Description of the task: Isolate every line in the records below with "shirt" in it.

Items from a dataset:

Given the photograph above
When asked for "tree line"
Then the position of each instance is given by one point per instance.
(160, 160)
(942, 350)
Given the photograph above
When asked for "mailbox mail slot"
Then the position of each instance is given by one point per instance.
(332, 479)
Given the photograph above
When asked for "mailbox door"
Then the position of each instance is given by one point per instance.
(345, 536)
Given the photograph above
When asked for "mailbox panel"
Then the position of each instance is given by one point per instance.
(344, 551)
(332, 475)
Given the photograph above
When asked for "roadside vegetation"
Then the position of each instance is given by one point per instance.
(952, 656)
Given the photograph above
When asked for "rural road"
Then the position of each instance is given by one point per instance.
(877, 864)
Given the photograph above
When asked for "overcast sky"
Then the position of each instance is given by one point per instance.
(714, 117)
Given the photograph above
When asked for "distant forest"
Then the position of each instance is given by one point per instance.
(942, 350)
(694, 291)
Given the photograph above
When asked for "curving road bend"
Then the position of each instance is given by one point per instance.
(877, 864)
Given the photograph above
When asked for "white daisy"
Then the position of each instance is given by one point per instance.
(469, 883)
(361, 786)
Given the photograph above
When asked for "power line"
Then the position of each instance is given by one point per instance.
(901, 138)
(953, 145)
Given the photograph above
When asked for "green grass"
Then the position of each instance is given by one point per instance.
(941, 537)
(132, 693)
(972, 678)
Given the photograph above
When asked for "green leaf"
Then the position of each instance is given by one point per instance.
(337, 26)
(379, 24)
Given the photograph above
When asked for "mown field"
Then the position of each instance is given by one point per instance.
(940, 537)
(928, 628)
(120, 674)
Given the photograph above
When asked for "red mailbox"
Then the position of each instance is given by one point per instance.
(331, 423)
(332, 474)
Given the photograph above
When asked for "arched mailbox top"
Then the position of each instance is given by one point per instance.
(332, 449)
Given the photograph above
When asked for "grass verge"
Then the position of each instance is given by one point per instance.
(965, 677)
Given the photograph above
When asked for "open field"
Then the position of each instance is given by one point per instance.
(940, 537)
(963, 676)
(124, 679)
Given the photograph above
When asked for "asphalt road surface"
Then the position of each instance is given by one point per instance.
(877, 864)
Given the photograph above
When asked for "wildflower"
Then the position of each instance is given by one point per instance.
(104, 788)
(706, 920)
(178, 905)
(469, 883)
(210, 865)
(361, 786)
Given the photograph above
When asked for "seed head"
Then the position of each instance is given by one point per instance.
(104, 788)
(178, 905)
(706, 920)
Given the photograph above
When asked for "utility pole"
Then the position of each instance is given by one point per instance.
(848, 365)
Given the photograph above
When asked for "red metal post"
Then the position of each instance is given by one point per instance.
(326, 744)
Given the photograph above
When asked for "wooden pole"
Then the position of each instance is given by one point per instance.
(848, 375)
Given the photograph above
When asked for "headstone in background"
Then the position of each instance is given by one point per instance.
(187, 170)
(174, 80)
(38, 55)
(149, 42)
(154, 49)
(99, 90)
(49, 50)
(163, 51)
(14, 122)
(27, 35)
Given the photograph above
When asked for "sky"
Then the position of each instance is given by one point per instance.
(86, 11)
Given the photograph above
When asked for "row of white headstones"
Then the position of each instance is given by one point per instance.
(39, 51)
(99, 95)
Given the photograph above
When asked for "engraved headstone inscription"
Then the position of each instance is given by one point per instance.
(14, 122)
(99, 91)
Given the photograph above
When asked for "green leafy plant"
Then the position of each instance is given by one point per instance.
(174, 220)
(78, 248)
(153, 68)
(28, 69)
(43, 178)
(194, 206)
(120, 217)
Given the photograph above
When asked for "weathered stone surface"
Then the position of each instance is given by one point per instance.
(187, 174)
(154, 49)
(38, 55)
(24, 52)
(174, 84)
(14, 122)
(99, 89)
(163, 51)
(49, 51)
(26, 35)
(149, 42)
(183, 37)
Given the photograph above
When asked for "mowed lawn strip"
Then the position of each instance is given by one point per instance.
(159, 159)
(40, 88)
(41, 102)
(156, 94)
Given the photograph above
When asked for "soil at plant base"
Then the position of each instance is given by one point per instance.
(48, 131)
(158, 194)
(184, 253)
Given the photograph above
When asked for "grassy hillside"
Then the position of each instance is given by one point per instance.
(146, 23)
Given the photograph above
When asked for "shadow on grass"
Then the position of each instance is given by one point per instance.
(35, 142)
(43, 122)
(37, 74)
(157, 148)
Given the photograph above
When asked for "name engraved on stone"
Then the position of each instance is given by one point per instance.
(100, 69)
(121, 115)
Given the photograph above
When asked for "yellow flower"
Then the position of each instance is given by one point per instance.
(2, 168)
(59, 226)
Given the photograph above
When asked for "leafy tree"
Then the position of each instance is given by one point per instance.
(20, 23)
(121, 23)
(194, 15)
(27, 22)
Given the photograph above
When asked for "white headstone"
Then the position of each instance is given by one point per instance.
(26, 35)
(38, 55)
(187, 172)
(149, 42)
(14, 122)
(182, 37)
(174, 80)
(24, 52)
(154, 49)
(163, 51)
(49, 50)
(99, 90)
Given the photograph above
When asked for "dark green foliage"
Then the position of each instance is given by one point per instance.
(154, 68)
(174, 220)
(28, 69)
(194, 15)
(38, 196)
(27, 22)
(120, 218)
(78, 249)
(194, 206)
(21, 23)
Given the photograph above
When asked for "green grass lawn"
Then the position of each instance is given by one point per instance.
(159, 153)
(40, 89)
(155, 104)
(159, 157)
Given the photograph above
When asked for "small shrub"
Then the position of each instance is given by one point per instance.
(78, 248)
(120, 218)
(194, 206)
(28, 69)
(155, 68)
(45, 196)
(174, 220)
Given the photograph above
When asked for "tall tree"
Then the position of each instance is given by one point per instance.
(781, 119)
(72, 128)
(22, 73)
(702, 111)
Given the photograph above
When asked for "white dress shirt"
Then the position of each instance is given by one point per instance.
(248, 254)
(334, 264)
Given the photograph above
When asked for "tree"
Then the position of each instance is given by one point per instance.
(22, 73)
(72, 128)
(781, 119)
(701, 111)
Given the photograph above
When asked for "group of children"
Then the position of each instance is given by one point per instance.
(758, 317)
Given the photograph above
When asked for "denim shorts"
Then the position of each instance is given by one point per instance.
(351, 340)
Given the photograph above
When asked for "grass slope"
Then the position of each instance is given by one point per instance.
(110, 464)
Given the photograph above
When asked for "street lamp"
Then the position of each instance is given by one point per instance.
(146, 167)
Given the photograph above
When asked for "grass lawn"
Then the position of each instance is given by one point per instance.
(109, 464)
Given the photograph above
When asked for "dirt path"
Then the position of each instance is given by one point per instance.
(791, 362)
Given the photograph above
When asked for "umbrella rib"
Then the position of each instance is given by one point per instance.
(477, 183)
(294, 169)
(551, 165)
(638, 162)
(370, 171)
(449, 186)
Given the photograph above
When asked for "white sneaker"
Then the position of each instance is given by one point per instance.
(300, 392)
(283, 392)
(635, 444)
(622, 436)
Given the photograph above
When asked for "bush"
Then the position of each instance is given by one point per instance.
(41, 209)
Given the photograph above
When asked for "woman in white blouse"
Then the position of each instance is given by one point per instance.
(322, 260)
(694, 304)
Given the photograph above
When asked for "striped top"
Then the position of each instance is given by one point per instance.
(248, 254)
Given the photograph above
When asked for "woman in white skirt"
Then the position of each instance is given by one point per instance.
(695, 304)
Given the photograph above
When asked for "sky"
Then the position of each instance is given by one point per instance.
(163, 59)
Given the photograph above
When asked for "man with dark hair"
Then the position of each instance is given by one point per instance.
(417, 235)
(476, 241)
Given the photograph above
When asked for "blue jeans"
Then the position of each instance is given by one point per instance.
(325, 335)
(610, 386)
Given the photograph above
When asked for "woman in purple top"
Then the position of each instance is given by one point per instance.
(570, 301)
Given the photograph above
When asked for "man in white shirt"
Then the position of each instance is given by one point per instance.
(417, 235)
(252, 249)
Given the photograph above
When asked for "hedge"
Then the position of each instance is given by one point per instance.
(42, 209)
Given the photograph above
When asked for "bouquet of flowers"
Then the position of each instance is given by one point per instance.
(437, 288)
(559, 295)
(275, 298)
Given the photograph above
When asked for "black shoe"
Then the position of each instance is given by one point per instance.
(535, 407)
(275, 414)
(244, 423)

Solution:
When asked for "white dress shirt"
When asked for "man in white shirt"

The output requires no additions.